== Work task 1 ==
From the Wojnarowicz post, copy verbatim the stretch from "Description of photo." through "the dead child.".
== Work task 2 ==
Answer these from the Wojnarowicz post:
(a) In which city is the museum whose diorama the photograph shows?
(b) Who is the narrator of Dream of Ding Village?
(c) In which century did the mass slaughter of buffalo in America take place?

== Text shown ==
More on Wojnarowicz

Although Teresa also decided to write about Wojnarowicz, I had originally intended to talk about this photo of his.

David Wojnarowicz, Untitled (Buffaloes), 1994. Source: paddle8.com

David Wojnarowicz’s “Untitled (Buffalo)” is one of the artist’s best-known works and perhaps one of the most haunting artistic responses to the AIDS crisis of the 1980s. The work depicts a herd of buffalo falling off a cliff to their deaths. The artist provides very little context for why and how the creatures got there. The work is in reality, a photograph of a diorama from a museum in Washington, DC depicting an early Native American hunting technique. Through appropriation of this graphic image, the artist evokes feelings of doom and hopelessness, making the work extremely powerful and provocative. Made in the wake of the artist’s HIV-positive diagnosis, Wojnarowicz’s image draws a parallel between the AIDS crisis and the mass slaughter of buffalo in America in the nineteenth century, reminding viewers of the neglect and marginalization that characterized the politics of HIV/AIDS at the time. 

Description of photo. Source: paddle8.com

This image is ‘ghostly’ in two ways. Firstly, the image itself depicts buffaloes jumping off a cliff, in black and white — all of which creates an ominous mood. As the description rightfully says, “the artist evokes feelings of doom and hopelessness.” Secondly, the fact that “[t]he artist provides very little context for why and how the creatures got there” further adds to the mood evoked since neither the source event for the image nor the context is properly explained. This ‘ghostliness’ also exists in Dream of Ding Village, since the narrator is the dead child.

It is interesting that both artists — in largely different contexts and probably uninfluenced by one another — decide to evoke a sense of ghostliness when depicting AIDS in their art, although quite different art forms. Besides the obvious reason that ghosts have a negative connotation, much like a disease does, AIDS in specific may remain dormant for a long time before emerging, as we see in Dream of Ding Village. This could be a possible explanation for the association of AIDS with ghosts — that the virus can remain invisible for long periods of time before appearing unexpectedly.

But then this begs the question: what do we win or lose by commenting on a certain phenomenon using a certain art form? Dream of Ding Village, as a novel, allows for various voices to be represented and creates venues for justification and explanation — What is AIDS? How does it play out in a certain village in China? And why so? What is the reason it was contracted? Is there anyone to blame? — all these questions are answered, explicitly or not, in the novel. Meanwhile, “Untitled (Buffaloes),” without any context, is quite jarring in itself, perhaps more so than a 300+ page novel. However, we tend to lose context, the point, and the answer to many questions that the photograph raises. And what does that imply for the goal the art aims to achieve? And is it the same goal?

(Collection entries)
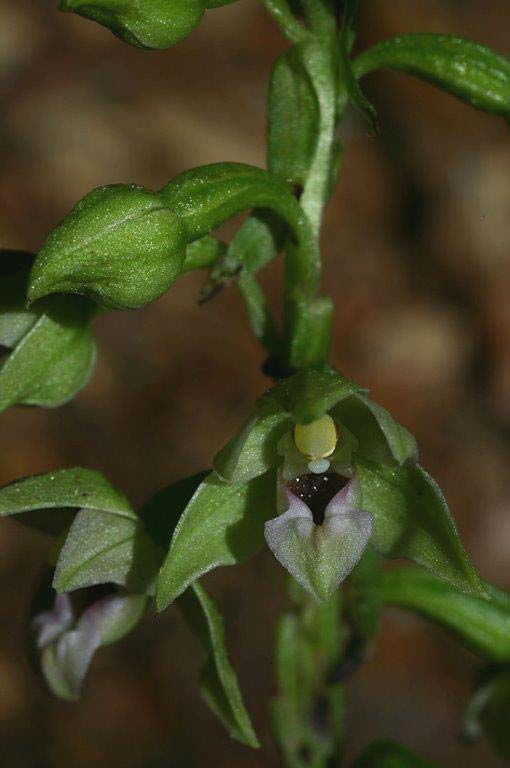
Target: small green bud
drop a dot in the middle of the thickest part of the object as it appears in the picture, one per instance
(120, 245)
(147, 24)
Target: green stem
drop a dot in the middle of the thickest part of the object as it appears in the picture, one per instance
(308, 713)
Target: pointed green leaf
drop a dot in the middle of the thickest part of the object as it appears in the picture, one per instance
(161, 513)
(67, 642)
(389, 754)
(53, 360)
(218, 683)
(468, 70)
(150, 24)
(380, 437)
(205, 197)
(308, 657)
(349, 80)
(120, 245)
(41, 497)
(412, 519)
(493, 710)
(293, 118)
(223, 524)
(203, 253)
(105, 547)
(254, 449)
(312, 392)
(482, 625)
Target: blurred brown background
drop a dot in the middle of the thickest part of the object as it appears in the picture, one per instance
(417, 256)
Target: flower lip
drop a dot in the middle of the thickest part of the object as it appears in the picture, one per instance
(316, 491)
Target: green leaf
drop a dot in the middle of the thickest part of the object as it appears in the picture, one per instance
(254, 449)
(223, 524)
(389, 754)
(412, 519)
(311, 338)
(218, 682)
(293, 118)
(147, 24)
(205, 197)
(312, 392)
(106, 547)
(380, 437)
(53, 360)
(481, 625)
(349, 80)
(308, 712)
(15, 319)
(120, 245)
(468, 70)
(40, 498)
(161, 513)
(67, 641)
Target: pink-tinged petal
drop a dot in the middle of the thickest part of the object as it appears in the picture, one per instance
(320, 557)
(51, 624)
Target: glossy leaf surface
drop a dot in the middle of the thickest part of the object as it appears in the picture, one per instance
(120, 245)
(412, 519)
(147, 24)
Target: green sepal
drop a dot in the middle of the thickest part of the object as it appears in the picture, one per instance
(218, 682)
(481, 625)
(380, 437)
(293, 118)
(470, 71)
(120, 245)
(389, 754)
(44, 500)
(348, 77)
(153, 24)
(412, 519)
(223, 524)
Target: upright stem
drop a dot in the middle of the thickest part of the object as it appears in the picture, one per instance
(320, 54)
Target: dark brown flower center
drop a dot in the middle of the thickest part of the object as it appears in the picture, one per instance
(317, 491)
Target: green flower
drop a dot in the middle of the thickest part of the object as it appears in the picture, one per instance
(317, 471)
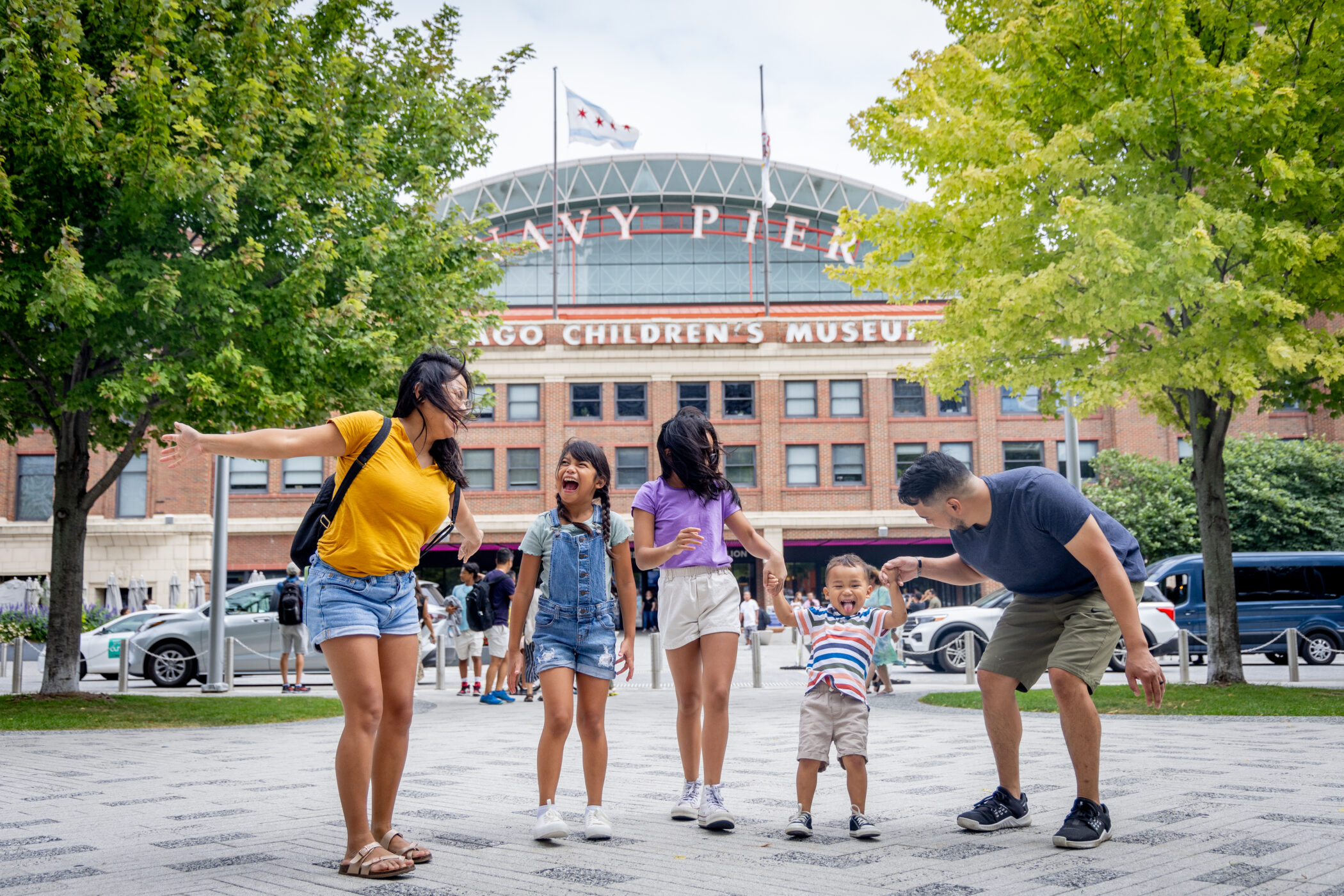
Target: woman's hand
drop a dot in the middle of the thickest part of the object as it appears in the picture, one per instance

== Worked solution 1 ==
Description of photo. Source: paddle8.com

This image is ‘ghostly’ in two ways. Firstly, the image itself depicts buffaloes jumping off a cliff, in black and white — all of which creates an ominous mood. As the description rightfully says, “the artist evokes feelings of doom and hopelessness.” Secondly, the fact that “[t]he artist provides very little context for why and how the creatures got there” further adds to the mood evoked since neither the source event for the image nor the context is properly explained. This ‘ghostliness’ also exists in Dream of Ding Village, since the narrator is the dead child.

== Worked solution 2 ==
(a) Washington, DC
(b) The dead child
(c) The nineteenth century